# TASK PROMPT:
What comes next in the article below about the Hollywood Christmas Parade? Write the continuation, starting after its final sentence.

# PAGE:

=-=-=

This is not a feature story about celebrities. For a change, it’s a story for celebrities.

Hello, stars?

Hollywood’s calling.

The thing is, Hollywood has been your meal ticket. You cannot deny that. So, are you doing your part for the hometown?

Have Aspen in mind for the Thanksgiving week? Maybe a tropical beach? Tired of adulation and flashbulbs and want to hunker down while your personal chef grates white truffles over your eggs? When Hollywood’s person rings, has your person got orders to fend off everyone? Sorry, you say, it’s not in your contract?

Excuses are plentiful.

But listen up: Mickey’s in. And Godzilla. And the Simpsons: Homer, Marge, Lisa, Bart and Maggie. Magic too. A crop of the up-and-coming preteen talent pool has said yes, along with -- sign of the times -- a loser from “American Idol.” And don’t forget the short guy with the square pants, ol’ SpongeBob himself.


But the 73rd Hollywood Christmas Parade needs more of you famous folks.

It is, after all, the holidays. Spell it, T-h-a-n-k-s giving.

“Hollywood has been good to all of us,” says Johnny Grant. Naturally, he’s behind all this. Who else would be beating the beaches of Malibu and the bushes of Beverly Hills and Mulholland Drive at age 81?

Mr. Honorary Mayor, Mr. Walk of Fame, Mr. Tinseltown’s jolliest booster has interrupted his “retirement” to try to bring some luster back into Hollywood’s biggest and longest-running public celebration of ... well, of celebrity.

=-=-=

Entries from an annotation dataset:

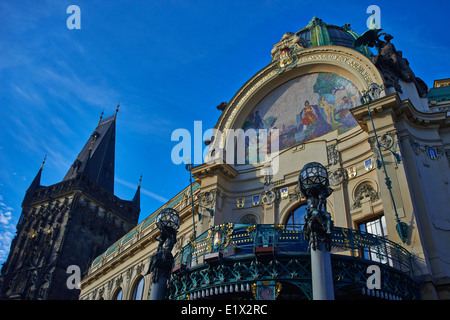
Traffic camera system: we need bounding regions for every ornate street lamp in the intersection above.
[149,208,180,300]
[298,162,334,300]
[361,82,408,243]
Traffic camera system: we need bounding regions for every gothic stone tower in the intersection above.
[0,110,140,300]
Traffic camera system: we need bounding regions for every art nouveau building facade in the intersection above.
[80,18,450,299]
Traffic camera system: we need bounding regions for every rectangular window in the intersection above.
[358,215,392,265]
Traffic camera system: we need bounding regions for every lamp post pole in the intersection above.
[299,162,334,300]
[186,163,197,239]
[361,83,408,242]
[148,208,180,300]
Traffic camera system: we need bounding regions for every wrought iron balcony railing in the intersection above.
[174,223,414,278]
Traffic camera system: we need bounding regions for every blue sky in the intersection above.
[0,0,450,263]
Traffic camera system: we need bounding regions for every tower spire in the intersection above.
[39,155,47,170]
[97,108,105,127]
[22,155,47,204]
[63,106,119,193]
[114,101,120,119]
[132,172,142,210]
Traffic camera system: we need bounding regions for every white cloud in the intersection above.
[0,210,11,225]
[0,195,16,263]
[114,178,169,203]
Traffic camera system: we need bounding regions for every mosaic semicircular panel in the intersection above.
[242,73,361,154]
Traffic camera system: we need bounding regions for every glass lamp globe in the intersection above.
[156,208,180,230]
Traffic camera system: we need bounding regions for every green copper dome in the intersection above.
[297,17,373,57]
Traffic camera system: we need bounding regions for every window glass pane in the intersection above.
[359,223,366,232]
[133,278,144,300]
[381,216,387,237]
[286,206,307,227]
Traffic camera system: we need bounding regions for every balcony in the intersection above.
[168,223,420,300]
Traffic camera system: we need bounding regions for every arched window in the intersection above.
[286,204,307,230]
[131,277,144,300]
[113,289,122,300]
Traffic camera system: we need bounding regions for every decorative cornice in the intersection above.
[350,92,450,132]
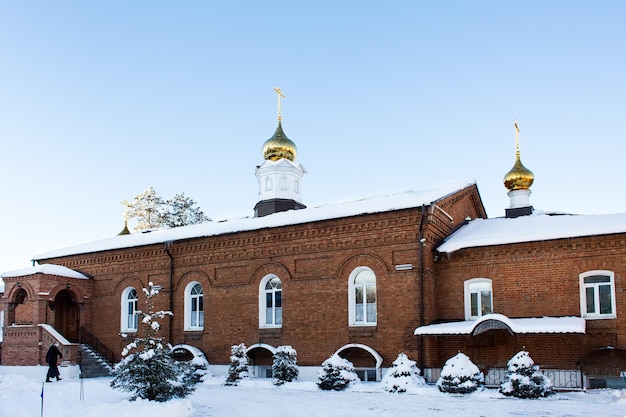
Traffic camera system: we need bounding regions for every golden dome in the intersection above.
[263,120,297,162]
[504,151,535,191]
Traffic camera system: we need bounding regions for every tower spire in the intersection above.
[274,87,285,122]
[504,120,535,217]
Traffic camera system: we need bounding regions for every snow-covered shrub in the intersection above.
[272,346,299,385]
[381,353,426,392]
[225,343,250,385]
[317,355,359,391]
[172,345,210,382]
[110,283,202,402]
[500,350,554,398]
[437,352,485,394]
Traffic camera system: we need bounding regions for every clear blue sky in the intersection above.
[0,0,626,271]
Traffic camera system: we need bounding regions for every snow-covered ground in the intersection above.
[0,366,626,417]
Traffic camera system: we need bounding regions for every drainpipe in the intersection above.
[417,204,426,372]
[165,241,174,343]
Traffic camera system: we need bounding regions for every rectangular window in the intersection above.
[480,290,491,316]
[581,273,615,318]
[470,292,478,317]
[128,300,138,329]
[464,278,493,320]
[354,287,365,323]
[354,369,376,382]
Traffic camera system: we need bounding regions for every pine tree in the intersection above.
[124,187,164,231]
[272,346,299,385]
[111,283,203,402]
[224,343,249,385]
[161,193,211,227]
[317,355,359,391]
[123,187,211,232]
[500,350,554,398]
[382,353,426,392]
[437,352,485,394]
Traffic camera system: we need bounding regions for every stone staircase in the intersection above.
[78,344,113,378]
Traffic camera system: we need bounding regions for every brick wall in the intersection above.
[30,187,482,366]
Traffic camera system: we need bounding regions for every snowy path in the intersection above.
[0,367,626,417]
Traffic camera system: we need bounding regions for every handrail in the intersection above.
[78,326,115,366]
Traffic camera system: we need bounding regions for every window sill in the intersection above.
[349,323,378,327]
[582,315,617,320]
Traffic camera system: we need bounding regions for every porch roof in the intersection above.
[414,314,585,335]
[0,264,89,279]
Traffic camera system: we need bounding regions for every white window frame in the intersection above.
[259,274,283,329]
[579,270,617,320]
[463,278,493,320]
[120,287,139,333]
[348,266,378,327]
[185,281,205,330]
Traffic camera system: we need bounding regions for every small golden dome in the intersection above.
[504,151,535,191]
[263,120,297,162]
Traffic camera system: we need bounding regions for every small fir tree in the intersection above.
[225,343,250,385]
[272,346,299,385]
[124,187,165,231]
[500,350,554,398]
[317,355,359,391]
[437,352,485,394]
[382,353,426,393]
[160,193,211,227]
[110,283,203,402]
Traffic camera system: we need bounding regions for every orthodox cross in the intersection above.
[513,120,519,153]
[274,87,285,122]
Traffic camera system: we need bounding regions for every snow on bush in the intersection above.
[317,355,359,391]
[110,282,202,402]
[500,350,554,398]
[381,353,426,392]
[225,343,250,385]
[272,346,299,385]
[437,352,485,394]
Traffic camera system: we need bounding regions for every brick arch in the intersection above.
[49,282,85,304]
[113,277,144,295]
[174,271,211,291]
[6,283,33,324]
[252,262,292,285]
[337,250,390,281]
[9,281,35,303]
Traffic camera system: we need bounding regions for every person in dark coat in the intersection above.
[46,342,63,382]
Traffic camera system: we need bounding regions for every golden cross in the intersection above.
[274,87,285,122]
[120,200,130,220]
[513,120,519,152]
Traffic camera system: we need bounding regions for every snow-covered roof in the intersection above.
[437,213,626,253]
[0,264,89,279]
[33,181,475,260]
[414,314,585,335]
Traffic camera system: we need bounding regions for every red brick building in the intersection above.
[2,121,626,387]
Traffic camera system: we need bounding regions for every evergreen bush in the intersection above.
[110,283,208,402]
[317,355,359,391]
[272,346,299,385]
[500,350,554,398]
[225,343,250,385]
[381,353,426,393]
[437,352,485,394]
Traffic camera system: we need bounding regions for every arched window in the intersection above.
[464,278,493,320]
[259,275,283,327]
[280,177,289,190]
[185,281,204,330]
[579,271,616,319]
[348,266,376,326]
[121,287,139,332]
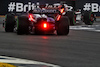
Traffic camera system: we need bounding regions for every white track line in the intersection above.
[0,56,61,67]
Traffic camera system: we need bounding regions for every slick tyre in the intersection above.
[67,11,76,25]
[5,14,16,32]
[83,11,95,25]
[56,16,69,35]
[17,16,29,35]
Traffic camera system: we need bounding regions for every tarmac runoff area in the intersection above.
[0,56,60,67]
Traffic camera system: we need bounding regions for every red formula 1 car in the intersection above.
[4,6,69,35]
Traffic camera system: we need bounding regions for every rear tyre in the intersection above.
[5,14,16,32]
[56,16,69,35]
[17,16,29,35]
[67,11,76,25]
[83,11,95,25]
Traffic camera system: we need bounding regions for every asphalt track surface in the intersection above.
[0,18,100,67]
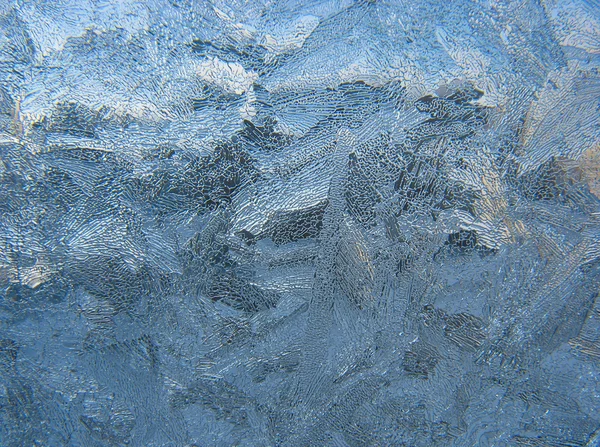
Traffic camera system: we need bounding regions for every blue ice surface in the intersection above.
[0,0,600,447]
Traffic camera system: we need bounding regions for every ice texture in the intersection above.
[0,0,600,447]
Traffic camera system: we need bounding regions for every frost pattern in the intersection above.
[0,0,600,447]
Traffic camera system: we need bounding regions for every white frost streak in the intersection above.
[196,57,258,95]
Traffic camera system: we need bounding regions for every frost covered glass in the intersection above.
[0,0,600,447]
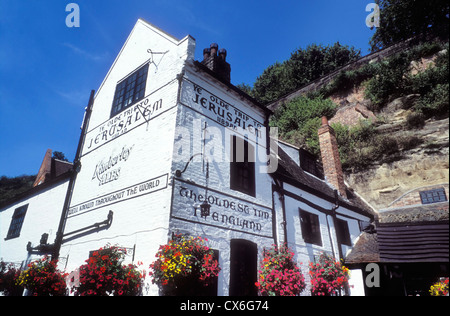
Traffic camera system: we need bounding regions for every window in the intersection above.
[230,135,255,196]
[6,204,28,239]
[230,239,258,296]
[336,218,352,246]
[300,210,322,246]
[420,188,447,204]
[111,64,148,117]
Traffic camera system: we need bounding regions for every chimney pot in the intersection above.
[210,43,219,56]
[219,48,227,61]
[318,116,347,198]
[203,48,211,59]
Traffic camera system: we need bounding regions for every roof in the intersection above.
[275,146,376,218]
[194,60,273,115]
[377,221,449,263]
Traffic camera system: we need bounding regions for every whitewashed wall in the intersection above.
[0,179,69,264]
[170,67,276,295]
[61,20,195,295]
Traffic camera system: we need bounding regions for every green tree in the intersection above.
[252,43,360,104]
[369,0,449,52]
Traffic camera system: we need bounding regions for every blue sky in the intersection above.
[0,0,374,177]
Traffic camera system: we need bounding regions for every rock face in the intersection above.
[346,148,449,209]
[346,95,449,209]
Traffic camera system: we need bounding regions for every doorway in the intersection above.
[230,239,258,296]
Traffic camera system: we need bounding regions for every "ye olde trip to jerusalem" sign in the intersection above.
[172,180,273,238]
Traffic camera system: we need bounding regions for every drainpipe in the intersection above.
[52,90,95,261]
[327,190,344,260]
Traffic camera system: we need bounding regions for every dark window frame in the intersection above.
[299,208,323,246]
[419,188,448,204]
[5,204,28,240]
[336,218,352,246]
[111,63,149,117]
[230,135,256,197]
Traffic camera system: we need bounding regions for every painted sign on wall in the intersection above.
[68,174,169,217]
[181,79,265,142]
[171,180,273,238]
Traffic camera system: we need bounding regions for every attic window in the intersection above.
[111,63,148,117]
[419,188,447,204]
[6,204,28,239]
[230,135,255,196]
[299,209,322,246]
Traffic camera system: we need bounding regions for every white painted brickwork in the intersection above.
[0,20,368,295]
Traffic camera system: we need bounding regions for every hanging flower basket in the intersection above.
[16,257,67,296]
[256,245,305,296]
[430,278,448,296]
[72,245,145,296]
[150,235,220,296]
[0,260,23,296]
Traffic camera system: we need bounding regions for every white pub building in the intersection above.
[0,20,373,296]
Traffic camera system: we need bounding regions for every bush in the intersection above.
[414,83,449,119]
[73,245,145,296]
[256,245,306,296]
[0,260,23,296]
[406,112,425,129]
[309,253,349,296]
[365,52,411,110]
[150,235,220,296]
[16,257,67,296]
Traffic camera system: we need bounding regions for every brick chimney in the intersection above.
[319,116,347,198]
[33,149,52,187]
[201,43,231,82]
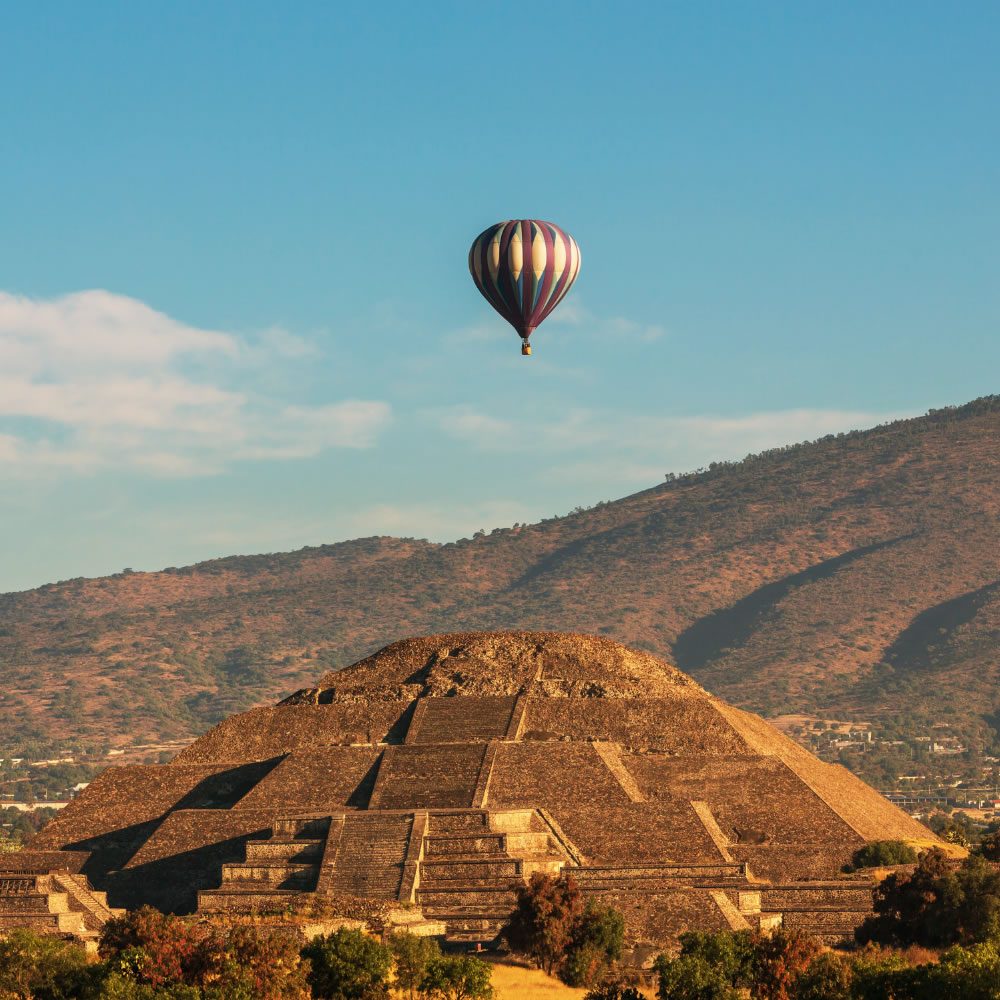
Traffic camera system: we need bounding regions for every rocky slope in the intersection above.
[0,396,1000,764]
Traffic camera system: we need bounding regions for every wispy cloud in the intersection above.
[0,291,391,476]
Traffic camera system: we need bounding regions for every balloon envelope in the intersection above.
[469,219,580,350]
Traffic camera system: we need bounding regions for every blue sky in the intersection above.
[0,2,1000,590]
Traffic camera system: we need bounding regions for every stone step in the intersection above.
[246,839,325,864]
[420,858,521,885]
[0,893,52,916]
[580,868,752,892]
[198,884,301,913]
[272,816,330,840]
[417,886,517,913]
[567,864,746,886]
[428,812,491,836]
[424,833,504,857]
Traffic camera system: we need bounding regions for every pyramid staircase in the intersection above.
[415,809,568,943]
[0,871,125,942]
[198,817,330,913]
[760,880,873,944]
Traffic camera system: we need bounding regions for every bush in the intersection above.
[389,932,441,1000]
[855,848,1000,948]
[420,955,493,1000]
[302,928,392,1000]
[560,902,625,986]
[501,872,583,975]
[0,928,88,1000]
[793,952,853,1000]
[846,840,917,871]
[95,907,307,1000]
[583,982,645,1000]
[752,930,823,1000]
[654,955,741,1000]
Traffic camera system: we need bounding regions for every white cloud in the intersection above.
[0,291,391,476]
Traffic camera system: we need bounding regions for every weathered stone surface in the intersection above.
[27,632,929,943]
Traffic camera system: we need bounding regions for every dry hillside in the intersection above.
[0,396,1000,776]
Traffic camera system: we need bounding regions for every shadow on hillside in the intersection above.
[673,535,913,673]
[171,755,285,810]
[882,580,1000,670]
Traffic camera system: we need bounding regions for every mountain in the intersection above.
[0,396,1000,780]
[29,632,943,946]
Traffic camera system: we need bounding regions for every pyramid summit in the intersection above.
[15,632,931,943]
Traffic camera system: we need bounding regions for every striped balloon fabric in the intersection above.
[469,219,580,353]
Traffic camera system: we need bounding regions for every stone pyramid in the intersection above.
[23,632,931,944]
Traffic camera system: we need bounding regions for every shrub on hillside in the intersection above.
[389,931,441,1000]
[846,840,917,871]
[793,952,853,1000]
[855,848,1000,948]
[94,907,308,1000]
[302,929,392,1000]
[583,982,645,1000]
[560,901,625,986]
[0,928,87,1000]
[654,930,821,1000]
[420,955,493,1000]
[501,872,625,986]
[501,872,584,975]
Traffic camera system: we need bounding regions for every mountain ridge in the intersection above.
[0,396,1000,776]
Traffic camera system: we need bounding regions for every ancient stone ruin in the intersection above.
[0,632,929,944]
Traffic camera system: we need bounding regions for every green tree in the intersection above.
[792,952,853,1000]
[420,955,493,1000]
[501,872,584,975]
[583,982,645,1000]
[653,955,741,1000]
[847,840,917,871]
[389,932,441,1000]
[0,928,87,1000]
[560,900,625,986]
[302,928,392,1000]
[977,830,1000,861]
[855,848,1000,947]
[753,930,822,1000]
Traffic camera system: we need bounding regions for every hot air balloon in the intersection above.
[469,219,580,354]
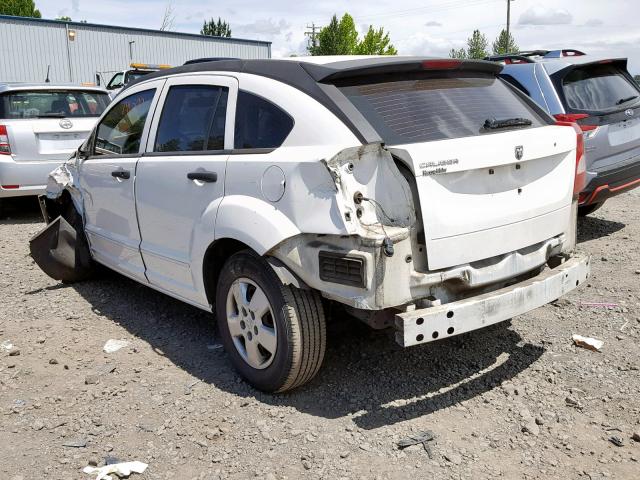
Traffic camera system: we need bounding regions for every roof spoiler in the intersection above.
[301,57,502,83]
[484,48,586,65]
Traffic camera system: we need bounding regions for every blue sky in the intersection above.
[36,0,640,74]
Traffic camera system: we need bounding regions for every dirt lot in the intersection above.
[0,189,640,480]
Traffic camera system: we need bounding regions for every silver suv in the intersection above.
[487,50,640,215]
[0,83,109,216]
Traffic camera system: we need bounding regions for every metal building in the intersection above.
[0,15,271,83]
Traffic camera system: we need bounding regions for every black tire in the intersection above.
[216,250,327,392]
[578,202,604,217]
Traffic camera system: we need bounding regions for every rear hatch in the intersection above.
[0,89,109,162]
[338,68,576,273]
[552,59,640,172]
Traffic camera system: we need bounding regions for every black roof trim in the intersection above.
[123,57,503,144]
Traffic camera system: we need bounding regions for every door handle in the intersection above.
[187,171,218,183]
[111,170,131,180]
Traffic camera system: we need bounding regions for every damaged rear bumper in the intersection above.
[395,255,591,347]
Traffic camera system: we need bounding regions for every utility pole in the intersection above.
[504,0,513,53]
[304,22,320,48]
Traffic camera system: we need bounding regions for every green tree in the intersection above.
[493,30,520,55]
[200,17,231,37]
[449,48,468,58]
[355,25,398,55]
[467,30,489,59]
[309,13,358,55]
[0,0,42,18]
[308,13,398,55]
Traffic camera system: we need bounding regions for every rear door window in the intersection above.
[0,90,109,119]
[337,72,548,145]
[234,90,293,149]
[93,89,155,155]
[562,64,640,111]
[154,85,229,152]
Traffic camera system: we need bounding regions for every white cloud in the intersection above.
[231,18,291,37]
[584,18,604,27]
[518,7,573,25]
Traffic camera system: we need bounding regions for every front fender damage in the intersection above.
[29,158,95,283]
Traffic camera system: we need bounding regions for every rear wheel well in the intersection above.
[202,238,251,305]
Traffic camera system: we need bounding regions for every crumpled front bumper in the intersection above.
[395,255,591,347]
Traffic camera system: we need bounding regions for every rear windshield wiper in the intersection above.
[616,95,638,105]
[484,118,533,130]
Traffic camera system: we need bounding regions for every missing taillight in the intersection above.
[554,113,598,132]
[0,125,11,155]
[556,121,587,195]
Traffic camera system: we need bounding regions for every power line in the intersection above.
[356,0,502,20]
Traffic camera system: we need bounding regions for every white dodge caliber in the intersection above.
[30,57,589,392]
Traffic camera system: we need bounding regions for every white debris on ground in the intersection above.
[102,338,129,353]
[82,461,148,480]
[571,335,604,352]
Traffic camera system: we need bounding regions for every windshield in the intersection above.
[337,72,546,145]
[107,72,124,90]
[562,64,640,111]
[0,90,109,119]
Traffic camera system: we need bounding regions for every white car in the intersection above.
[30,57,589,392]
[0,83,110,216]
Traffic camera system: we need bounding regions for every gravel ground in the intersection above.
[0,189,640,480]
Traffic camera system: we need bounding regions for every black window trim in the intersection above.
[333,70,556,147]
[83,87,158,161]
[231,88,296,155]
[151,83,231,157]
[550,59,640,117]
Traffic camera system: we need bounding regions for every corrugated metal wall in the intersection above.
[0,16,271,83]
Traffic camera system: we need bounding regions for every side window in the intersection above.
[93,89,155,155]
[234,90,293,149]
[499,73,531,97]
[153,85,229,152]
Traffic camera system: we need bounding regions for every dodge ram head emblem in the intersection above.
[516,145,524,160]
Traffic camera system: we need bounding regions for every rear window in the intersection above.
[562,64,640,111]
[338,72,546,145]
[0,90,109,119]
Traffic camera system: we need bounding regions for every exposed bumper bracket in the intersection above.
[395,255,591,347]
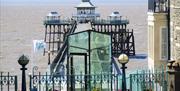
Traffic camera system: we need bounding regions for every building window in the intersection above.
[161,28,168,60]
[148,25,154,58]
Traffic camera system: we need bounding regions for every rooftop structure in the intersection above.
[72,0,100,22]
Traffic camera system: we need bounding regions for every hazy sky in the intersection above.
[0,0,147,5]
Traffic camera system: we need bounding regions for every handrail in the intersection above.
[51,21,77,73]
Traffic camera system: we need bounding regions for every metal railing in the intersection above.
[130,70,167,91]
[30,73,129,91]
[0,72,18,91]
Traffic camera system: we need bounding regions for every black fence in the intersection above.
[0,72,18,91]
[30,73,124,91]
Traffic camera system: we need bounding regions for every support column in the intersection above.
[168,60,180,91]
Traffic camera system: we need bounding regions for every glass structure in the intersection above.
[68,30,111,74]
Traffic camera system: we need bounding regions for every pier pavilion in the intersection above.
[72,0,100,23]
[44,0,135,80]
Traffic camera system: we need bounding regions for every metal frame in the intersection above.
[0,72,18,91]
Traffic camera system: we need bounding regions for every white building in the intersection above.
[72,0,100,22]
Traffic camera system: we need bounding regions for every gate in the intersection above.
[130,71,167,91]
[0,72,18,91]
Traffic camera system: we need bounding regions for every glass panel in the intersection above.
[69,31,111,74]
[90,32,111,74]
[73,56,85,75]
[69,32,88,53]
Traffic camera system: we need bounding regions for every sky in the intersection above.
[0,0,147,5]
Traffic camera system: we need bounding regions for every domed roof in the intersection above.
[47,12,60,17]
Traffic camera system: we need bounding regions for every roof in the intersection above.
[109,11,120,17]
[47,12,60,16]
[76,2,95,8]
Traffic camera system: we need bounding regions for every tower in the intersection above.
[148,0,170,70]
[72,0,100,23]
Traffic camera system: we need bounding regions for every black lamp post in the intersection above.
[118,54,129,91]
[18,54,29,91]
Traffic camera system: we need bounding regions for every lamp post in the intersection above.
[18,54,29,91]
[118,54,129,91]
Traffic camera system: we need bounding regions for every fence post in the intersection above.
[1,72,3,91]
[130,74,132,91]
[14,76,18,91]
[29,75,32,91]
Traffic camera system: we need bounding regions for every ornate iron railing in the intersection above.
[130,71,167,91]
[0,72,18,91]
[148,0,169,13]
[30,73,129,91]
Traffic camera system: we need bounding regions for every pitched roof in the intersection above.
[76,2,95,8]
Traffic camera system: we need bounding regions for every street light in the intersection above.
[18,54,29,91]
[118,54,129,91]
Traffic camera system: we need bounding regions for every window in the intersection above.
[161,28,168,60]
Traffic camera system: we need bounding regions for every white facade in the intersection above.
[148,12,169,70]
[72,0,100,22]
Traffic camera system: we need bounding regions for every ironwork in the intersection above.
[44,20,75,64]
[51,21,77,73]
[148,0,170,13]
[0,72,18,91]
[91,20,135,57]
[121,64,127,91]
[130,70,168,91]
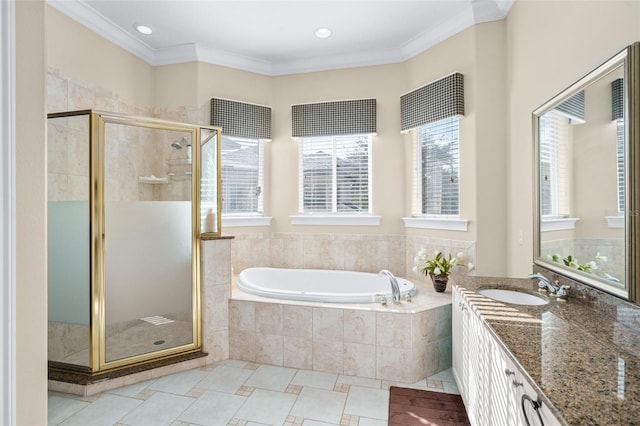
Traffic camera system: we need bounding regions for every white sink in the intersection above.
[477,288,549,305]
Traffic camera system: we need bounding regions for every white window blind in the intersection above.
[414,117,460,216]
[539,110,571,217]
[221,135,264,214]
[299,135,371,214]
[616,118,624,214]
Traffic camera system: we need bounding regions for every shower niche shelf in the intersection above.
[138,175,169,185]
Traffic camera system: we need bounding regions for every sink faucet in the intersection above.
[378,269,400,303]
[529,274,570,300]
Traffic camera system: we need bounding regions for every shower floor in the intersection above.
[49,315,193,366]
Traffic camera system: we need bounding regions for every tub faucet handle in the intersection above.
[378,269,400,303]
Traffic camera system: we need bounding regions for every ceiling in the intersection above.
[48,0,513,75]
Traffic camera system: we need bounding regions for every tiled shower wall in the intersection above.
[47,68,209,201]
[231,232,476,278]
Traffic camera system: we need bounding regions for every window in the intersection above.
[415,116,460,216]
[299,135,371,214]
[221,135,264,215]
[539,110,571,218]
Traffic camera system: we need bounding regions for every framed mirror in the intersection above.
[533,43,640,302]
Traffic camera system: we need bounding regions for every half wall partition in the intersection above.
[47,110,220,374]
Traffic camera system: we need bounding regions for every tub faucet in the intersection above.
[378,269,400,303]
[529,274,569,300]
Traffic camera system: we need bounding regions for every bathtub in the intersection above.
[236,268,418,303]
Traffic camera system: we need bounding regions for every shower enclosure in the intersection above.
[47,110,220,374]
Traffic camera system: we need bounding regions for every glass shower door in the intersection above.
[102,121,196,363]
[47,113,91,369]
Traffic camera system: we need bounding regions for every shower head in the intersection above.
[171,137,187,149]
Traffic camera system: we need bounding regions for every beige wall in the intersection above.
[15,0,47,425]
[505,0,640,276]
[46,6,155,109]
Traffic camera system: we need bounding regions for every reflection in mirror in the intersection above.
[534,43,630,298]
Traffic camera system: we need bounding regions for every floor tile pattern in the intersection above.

=-=-=

# WRITTEN RESPONSE:
“We’ve all used the brand name Hollywood to enhance our careers,” Grant continues. “MGM never promoted their pictures as ‘Culver City’s most thrilling.’ Warner Bros. never referred to a new release as ‘Burbank’s most captivating.’ Universal Studios is out in the Valley, but what does it call itself? Universal Studios Hollywood.”

Now, if only more of you heartthrobs would take the dare and show the crowds some smiles for a couple of hours on Nov. 28, the Sunday after Thanksgiving.

How about a little stardust for the ordinary people?

“Come on down and be part of us. Join us,” Grant says. After all, “it’s a tradition. People really like to say thanks to their celebrities. This is the only chance they get.

“An event like this proves that when you come to Hollywood, you just might see a star. It adds to the glamour of the Boulevard of Dreams. It’s part of the ethos of our community.”


Oh, but it’s a big job putting it together.

Times have changed

Things have changed in Hollywood. DVDs now rule. Jack Valenti is gone. Paris Hilton is a star and no one knows what she does. Everything except the Christmas Parade -- the old spectacle is having troubles, again. A short history: From the beginning in 1928, it’s been a project of the Chamber of Commerce to attract holiday shoppers. The parade has traveled the storied streets every year since, except in 1930 for reasons no one can remember and from 1942 to 1944, on account of war. This year’s edition will be the 73rd, and the 21st time that Grant will be executive producer -- actually his 22nd time shouldering the load, if you count last year when he was grand marshal.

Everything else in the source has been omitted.